(DATA FOR REVIEW begins)

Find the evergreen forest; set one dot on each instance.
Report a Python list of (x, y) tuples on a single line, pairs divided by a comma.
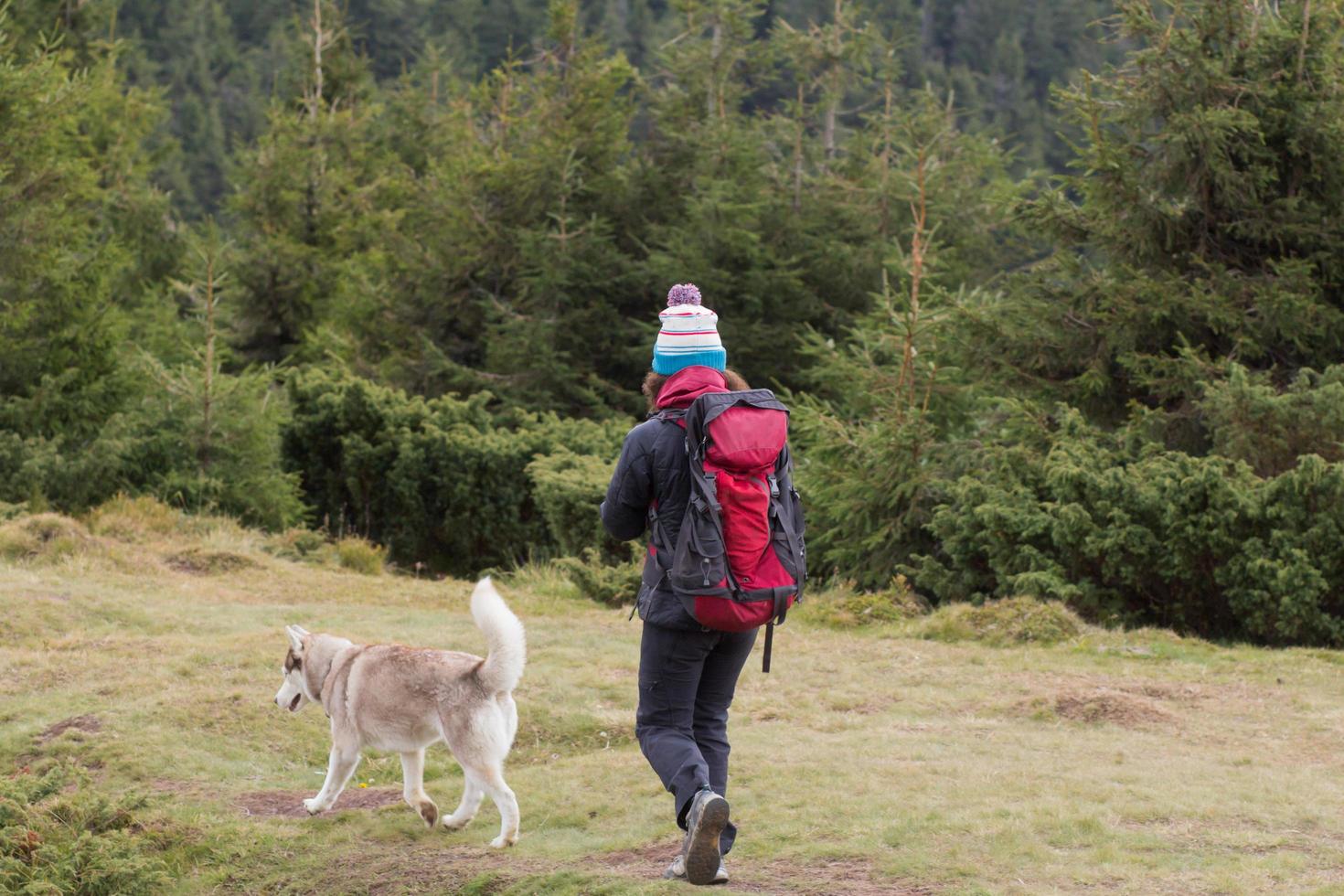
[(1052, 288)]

(DATA FOR REVIEW ends)
(DATA FOR REVIEW begins)

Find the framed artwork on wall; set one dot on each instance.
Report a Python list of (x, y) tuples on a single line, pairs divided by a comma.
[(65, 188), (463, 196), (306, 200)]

(DATA FOR REVIEW ends)
(DATA FOR REVIEW begins)

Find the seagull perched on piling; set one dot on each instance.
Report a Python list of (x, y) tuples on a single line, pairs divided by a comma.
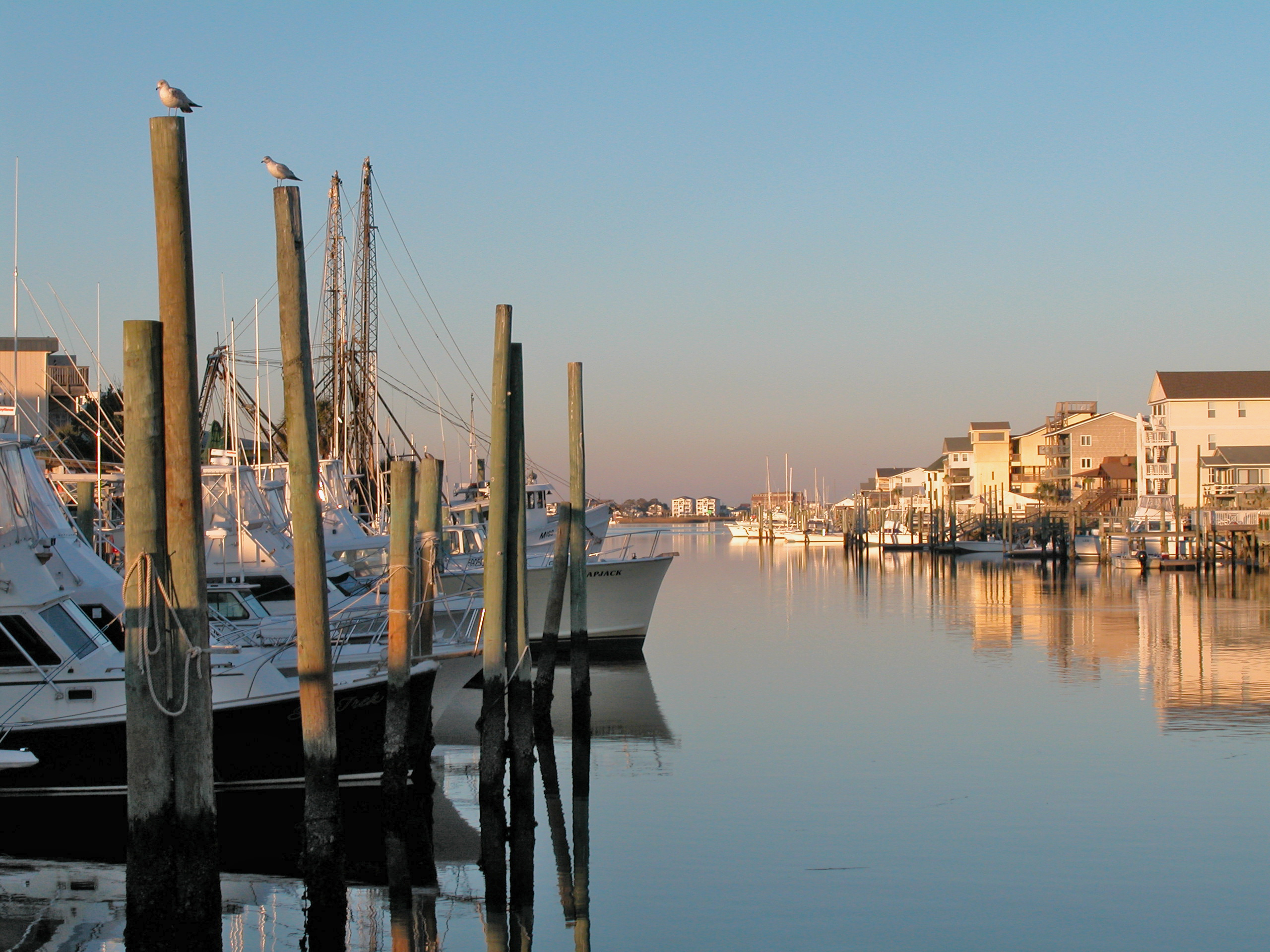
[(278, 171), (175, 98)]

(DATA FOR REVIEW ends)

TASK:
Would you please show every line of the material above that includes the string "Find"?

SOLVED PROBLEM:
Find the evergreen forest; set one dot on each instance.
Find the framed artwork on wall; set one dot on each instance.
Find the seagull perched on piling; set one dot on each instance.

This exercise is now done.